### Material:
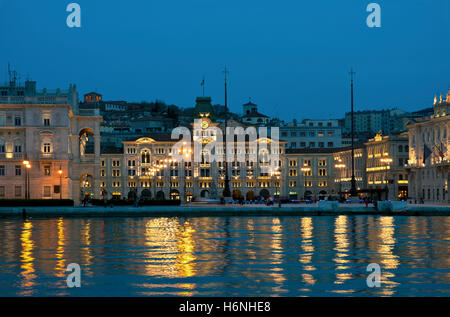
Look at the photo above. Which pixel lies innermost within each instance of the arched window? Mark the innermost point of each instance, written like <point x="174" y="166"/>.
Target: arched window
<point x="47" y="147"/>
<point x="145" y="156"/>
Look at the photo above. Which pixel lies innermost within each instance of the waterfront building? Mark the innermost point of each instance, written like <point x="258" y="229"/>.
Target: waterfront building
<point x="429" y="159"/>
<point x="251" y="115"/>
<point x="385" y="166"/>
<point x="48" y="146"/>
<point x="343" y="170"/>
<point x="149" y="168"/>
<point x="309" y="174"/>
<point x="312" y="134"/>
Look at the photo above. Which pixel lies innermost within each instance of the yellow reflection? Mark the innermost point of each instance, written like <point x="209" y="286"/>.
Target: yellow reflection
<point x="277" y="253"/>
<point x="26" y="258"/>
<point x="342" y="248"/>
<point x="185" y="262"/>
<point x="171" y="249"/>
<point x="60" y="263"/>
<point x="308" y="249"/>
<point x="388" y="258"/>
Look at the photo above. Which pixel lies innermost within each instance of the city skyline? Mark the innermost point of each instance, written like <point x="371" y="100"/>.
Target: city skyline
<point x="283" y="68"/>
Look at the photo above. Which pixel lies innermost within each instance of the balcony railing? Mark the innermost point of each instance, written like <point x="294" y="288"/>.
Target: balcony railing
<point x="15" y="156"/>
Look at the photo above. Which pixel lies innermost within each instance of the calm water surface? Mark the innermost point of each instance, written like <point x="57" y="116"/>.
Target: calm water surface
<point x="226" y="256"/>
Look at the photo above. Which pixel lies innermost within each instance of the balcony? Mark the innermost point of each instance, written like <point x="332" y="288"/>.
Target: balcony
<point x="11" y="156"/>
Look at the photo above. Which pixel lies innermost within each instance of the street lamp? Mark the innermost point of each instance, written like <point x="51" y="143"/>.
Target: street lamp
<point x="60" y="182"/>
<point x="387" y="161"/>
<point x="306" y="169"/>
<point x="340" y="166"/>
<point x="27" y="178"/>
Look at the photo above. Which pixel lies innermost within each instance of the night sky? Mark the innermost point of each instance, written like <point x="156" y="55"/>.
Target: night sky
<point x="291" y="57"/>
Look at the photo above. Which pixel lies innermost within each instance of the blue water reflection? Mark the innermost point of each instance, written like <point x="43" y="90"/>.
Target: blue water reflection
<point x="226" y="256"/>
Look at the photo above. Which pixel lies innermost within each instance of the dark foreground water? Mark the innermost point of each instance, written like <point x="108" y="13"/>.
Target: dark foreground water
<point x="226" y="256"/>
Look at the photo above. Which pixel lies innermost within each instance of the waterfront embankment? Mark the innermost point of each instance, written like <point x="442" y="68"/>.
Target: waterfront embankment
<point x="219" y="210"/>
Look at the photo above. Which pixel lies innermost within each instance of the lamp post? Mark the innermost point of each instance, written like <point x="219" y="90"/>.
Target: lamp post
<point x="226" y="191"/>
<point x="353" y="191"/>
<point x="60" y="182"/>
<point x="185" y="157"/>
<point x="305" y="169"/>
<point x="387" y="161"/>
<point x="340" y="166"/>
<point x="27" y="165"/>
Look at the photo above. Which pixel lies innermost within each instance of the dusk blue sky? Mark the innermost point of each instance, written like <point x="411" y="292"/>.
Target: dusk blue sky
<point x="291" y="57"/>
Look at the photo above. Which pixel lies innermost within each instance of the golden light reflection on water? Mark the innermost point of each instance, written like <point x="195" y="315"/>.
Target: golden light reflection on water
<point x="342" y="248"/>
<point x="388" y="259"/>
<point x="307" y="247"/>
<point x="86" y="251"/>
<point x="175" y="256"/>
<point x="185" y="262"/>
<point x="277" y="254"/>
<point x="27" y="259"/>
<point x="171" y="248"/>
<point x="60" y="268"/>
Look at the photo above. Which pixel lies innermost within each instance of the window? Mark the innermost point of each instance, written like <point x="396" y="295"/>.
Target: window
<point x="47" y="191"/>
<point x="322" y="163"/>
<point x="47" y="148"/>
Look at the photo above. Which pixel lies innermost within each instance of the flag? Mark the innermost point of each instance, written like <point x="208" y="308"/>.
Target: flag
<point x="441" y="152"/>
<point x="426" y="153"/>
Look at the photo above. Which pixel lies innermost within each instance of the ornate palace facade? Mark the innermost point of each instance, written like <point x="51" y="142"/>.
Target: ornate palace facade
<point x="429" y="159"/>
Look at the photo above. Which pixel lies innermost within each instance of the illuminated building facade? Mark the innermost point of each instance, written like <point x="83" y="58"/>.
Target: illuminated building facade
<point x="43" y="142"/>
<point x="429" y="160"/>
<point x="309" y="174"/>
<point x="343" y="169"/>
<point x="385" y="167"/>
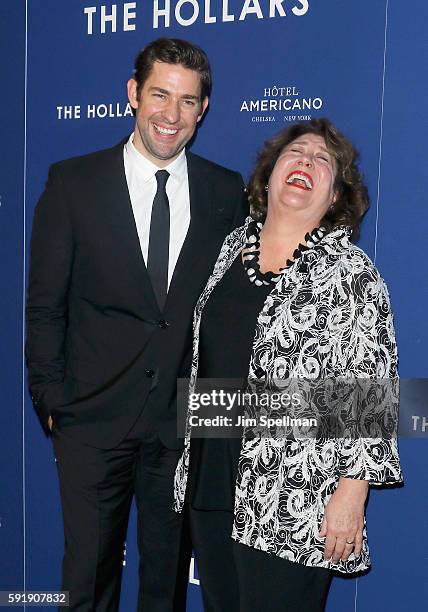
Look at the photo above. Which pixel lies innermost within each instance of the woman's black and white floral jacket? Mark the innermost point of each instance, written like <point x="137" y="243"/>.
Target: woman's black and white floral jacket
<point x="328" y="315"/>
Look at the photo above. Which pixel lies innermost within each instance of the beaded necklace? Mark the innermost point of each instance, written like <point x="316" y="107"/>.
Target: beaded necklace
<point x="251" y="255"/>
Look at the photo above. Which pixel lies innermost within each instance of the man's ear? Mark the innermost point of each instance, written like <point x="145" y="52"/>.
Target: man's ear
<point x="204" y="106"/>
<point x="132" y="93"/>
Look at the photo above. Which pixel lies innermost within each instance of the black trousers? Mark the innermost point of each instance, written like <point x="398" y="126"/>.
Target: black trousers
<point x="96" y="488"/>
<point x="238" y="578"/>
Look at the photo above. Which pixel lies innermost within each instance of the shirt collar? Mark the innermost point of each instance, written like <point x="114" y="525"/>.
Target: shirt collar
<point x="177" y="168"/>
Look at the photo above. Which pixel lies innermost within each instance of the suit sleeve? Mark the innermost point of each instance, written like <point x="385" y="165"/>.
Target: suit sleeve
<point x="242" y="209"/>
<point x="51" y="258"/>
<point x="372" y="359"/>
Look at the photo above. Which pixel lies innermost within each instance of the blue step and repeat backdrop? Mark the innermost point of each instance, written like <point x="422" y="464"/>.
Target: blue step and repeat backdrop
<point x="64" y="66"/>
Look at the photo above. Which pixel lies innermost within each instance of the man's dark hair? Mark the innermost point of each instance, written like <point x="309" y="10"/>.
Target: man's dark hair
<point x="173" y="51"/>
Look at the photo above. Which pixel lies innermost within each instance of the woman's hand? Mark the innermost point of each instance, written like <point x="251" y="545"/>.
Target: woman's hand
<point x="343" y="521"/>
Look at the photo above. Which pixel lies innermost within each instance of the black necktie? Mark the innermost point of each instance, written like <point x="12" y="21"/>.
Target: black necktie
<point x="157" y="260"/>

### Challenge:
Copy out every line of the records above word for word, omitting the pictures.

### Answer to the exercise:
Look at the photo above. Which pixel lies innermost within each instance of the arched window? Mark the innermost point of each instance, written like <point x="174" y="166"/>.
Target: arched window
<point x="47" y="147"/>
<point x="145" y="156"/>
Look at the photo above. Which pixel lies innermost within each instance of the waterfront building? Mark the innermost point of each instance, written like <point x="258" y="229"/>.
Target: waterfront building
<point x="429" y="159"/>
<point x="251" y="115"/>
<point x="385" y="166"/>
<point x="48" y="146"/>
<point x="343" y="170"/>
<point x="149" y="168"/>
<point x="309" y="174"/>
<point x="312" y="134"/>
Look at the photo above. Which pixel lies innermost within each instance of the yellow reflection? Mark the innermost point of each instance, written like <point x="209" y="286"/>.
Target: yellow reflection
<point x="277" y="253"/>
<point x="26" y="258"/>
<point x="342" y="248"/>
<point x="185" y="262"/>
<point x="171" y="249"/>
<point x="60" y="263"/>
<point x="308" y="249"/>
<point x="388" y="258"/>
Look at the photo above. Which pixel lies innermost within each instance of the city skyline? Mark the innermost point of each instance, written like <point x="371" y="100"/>.
Target: city skyline
<point x="283" y="68"/>
Look at the photo above. Which pixel lies innermost within each instance of the balcony railing? Mark the innermost point of each instance, written like <point x="294" y="288"/>.
Target: balcony railing
<point x="15" y="156"/>
Look at the photo above. Which pixel lies innermost within each instance of the calm water surface? Mark the innermost point of each instance, written like <point x="57" y="116"/>.
Target: calm water surface
<point x="226" y="256"/>
Look at the photo above. Which pixel lies innermost within each instance of the balcony? Mark the innermost point of each instance, written like <point x="332" y="288"/>.
Target: balcony
<point x="11" y="156"/>
Look at the photo above. Which pixel lies innermost within each instance of the street lamp? Mark the innermost point of each instance, written like <point x="51" y="143"/>.
Target: street lamp
<point x="60" y="182"/>
<point x="387" y="161"/>
<point x="306" y="169"/>
<point x="340" y="166"/>
<point x="27" y="178"/>
Look at the photo above. Which pixel lies innermost within each instance of the night sky? Mark the innermost point of each instance, written like <point x="156" y="55"/>.
Target: night sky
<point x="291" y="57"/>
Look at the photo above. Which pixel lies innermost within each instance of the blue water reflection? Mark the innermost point of each instance, written like <point x="43" y="90"/>.
Target: blue water reflection
<point x="226" y="256"/>
Look at the photo above. Which pixel lies innermost within each instance of the dark foreground water? Mark the innermost point of each instance, written like <point x="108" y="13"/>.
Target: dark foreground water
<point x="226" y="256"/>
Look at the photo above. Which pixel lies innermost within each instance of the waterfront embankment? Mark the innermost point of each instance, written like <point x="442" y="68"/>.
Target: waterfront embankment
<point x="219" y="210"/>
Look at the photo above. Which pixel lies innermost within each instance of the lamp post? Mark the innermost point of each instance, written like <point x="219" y="90"/>.
Target: lamp post
<point x="226" y="191"/>
<point x="353" y="191"/>
<point x="60" y="182"/>
<point x="185" y="157"/>
<point x="305" y="169"/>
<point x="387" y="161"/>
<point x="340" y="166"/>
<point x="27" y="165"/>
Look at the photo above. Which pixel lies innermost within each instance of the dusk blue sky? Mark the innermost point of each instance, written like <point x="411" y="292"/>.
Target: dusk blue sky
<point x="291" y="57"/>
Look at the photo above. Which pixel lies innermost within each instance of the golden light reflection on water? Mark the innermost point of each instance, written like <point x="195" y="315"/>.
Target: golden light reflection on water
<point x="342" y="248"/>
<point x="388" y="259"/>
<point x="307" y="247"/>
<point x="86" y="251"/>
<point x="175" y="256"/>
<point x="185" y="262"/>
<point x="277" y="254"/>
<point x="27" y="259"/>
<point x="171" y="248"/>
<point x="60" y="268"/>
Look at the photo above. Which pixel lies innermost within each instance of the window? Mark the innermost point of each instance, written like <point x="396" y="295"/>.
Target: window
<point x="47" y="191"/>
<point x="322" y="163"/>
<point x="47" y="148"/>
Look at the photo above. Which pixel lies innermost within each instance of the flag? Mark the innermost point of each instance, written like <point x="208" y="308"/>.
Target: flag
<point x="441" y="152"/>
<point x="426" y="153"/>
Look at the photo above. Which pixel lies innermost within each instance of the ornate palace facade? Mark the innermost point of each instance, written like <point x="51" y="142"/>.
Target: ornate palace facade
<point x="429" y="159"/>
Look at the photo above. Which pixel lies innermost within each instance of the illuminated building facade? Mark the innermost point of each instance, written like <point x="83" y="58"/>.
Target: illuminated building facade
<point x="43" y="142"/>
<point x="429" y="160"/>
<point x="309" y="174"/>
<point x="343" y="169"/>
<point x="385" y="167"/>
Look at the photo above. Which pixel lies innermost within each instance of the woman's black and white floral jacket? Mark the innermost point of each instance, written like <point x="137" y="243"/>.
Target: woman's black and white floral jacket
<point x="328" y="315"/>
Look at the photo above. Which pixel lies innermost within each instance of the beaded necklace? Mark the innermost point of each instance, written like <point x="316" y="107"/>.
Target: beaded necklace
<point x="251" y="255"/>
Look at the photo above. Which pixel lies innermost within each instance of the man's ear? Mark the innermost point of each instance, written like <point x="145" y="52"/>.
Target: man's ear
<point x="204" y="106"/>
<point x="132" y="93"/>
Look at the photo above. Which pixel lies innermost within each instance of the black trousers? Mark the innermost point of each instance, written like <point x="398" y="126"/>.
Target: black trousers
<point x="96" y="488"/>
<point x="238" y="578"/>
Look at the photo above. Which pixel lies innermost within each instance of the shirt collar? Mark the innermost point of each instance, written like <point x="114" y="525"/>.
Target: shirt collar
<point x="177" y="168"/>
Look at the photo above. Which pixel lies innermost within each instance of the suit sleeve? Mark the innermost point of each instance, written like <point x="385" y="165"/>.
Target: suit sleeve
<point x="242" y="209"/>
<point x="51" y="258"/>
<point x="372" y="359"/>
Look at the photo above. Which pixel lies innermost within each instance of the blue step and repeat backdrop? Mark the innermost point of each instance, written like <point x="422" y="464"/>.
Target: blue step and repeat backdrop
<point x="64" y="66"/>
Look at the photo above. Which pixel lies innermost within each instance of the man's dark hair? Mark the innermost point of each instance, written like <point x="309" y="10"/>.
Target: man's dark hair
<point x="173" y="51"/>
Look at the photo above. Which pixel lies innermost within each instance of the woman's hand? Mark the innermost point of each instance, written like <point x="251" y="545"/>.
Target: woman's hand
<point x="343" y="521"/>
Look at the photo above. Which pixel lies innermost within each instance of the black necktie? Mark the innermost point of each instance, written like <point x="12" y="21"/>.
Target: black necktie
<point x="157" y="260"/>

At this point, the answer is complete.